**TASK BRIEF**
Please extract every line of the data below and reproduce each one verbatim.

** Start SUPPLIED ENTRIES **

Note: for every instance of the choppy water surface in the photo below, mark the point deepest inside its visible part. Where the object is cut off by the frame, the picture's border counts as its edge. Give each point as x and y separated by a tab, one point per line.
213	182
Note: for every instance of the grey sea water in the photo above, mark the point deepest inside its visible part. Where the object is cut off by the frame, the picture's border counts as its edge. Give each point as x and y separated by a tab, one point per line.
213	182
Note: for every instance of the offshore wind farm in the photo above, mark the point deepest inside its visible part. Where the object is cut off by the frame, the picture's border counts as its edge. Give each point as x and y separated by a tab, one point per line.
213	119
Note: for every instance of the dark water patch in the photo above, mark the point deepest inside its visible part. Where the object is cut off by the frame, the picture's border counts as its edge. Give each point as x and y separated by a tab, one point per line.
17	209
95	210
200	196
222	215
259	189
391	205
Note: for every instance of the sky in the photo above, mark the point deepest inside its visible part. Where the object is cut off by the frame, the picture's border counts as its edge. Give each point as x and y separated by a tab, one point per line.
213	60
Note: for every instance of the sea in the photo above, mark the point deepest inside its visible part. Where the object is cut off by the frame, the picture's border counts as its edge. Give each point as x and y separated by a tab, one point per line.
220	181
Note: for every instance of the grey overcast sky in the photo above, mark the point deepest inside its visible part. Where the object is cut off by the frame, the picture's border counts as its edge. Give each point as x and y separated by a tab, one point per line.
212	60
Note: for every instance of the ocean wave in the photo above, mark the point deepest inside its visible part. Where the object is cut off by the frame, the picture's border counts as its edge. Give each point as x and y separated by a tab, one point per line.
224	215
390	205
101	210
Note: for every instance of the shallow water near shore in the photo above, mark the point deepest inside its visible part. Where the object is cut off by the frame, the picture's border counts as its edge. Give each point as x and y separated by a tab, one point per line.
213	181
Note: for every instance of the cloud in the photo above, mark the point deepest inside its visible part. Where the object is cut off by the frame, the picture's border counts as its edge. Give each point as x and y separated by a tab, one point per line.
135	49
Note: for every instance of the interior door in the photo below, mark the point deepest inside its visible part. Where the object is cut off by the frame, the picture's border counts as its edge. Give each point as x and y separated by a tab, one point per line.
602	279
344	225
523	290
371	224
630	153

** End SUPPLIED ENTRIES **

**RESULT OF THIS TASK**
Note: for every instance of the choppy water surface in the photo below, mark the point deepest inside its visible part. Where the object is cut off by the frame, the picture's border counts as its edge. Give each point as x and y separated by a tab, one point per line.
213	182
Note: for every instance of the grey sea water in the photo above, mark the point deepest inside its visible part. Where the object is cut off by the frame, the picture's border counts as its edge. Give each point as x and y separated by a tab, one point per line.
213	182
Note: for every instance of the offshore wind farm in the photo above, mark the point deepest inside its visible part. Where the object is cut off by the frame, the picture's border counts as its edge. Give each point as x and y separated by a tab, one point per line.
213	119
Note: for every instance of the dark water patch in the photo above, mark the point deepest inside its visible part. Where the object is cut off by the frame, the picture's border counts as its edge. Give each point as x and y separated by a tab, one point per line.
17	209
95	210
200	196
222	215
259	189
391	205
Note: for every instance of the sky in the photo above, mark the point deepest inside its visible part. Where the object is cut off by the frame, the picture's border counts as its edge. Give each point as x and y separated by a tab, one point per line.
213	60
Note: for every instance of the sea in the photo above, mark the point deepest inside its visible part. Where the object is cut off by the frame, the picture's border counts as its edge. Give each point as x and y separated by a tab, one point per line.
220	181
Note: for every instance of the grey overcast sky in the photo above, mark the point deepest inside its visible part. Where the object is cut off by the frame, the picture's border counts as its edge. Give each point as x and y separated by a tab, one point per line.
212	60
Note: for every instance of the ocean wave in the photo above, mark the point deepest inside its visible part. Where the object is cut off by the frame, the picture's border counts as its edge. Give each point as x and y separated by a tab, one point per line.
224	215
390	205
101	210
Note: for every instance of the shallow water near shore in the photo above, mark the point deepest inside its visible part. Where the object is cut off by the frame, the picture's border counts as its edge. Give each point as x and y separated by a tab, one point per line.
213	181
Note: for every instance of the cloud in the photo above, mark the point deepest inside its visible part. Where the object is cut off by the frame, the picture's border counts as its edge. Give each point as x and y separated by a tab, one point per line.
135	49
Note: for every instance of the interior door in the photo below, mark the point deepest inside its visible part. Where the object is cut off by the frame, the picture's border counts as its edge. Give each point as x and y separated by a tab, one point per line.
602	279
344	225
523	290
371	224
630	153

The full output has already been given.